Goal
Multiply every x and y coordinate in the answers by 0.65, rounding to whole numbers with halves rounded up, and give the lines again from the one containing "Please put a marker on the red" through the end of the records, requests included. Leave the requests and their format samples unchanged, and return only these lines.

──────

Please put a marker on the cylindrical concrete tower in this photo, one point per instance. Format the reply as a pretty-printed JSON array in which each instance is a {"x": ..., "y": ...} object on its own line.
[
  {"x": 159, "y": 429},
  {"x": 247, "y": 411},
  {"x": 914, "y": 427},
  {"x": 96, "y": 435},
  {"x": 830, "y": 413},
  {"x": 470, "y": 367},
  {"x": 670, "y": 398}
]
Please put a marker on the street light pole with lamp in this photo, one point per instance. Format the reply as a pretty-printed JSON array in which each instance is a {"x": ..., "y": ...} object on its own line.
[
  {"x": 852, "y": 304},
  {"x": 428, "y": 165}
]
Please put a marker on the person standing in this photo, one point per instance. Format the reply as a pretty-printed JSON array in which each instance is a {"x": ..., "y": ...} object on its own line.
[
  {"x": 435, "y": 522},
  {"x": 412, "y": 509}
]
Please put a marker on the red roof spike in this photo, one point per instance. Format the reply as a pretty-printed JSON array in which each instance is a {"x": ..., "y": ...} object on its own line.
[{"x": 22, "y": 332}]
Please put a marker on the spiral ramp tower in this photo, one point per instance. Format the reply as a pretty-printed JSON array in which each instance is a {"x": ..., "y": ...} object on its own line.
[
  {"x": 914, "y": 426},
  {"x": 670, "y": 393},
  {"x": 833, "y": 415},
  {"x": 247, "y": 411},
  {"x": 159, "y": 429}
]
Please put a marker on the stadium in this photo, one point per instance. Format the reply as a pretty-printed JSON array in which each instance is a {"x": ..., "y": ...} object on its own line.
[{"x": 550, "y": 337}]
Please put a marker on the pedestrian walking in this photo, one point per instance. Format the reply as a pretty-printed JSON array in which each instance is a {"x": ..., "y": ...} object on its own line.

──────

Solution to this problem
Please put a marker on the red roof spike in this photo, one point per instance. Format the reply as a pretty-printed JSON array in which each instance is a {"x": ..., "y": ...} object on its own line.
[{"x": 14, "y": 216}]
Please put a marker on the spiral ramp tower in this photo, one point per instance. Format the reply as a pretty-printed JSON array in which each instance is a {"x": ..., "y": ...} object on its own line.
[
  {"x": 594, "y": 277},
  {"x": 436, "y": 255},
  {"x": 541, "y": 270},
  {"x": 161, "y": 267},
  {"x": 103, "y": 279}
]
Please put a marker on the stadium in this photo, one point per instance. Format the reply as a pretty-printed JSON array in which each instance is a {"x": ..., "y": ...} object on its own line.
[{"x": 358, "y": 219}]
Please put a marker on the pedestrian walking in this photo, one point per instance. Format the reply as a pretty-printed JSON array in which each instance is a {"x": ..., "y": ...} object on its own line.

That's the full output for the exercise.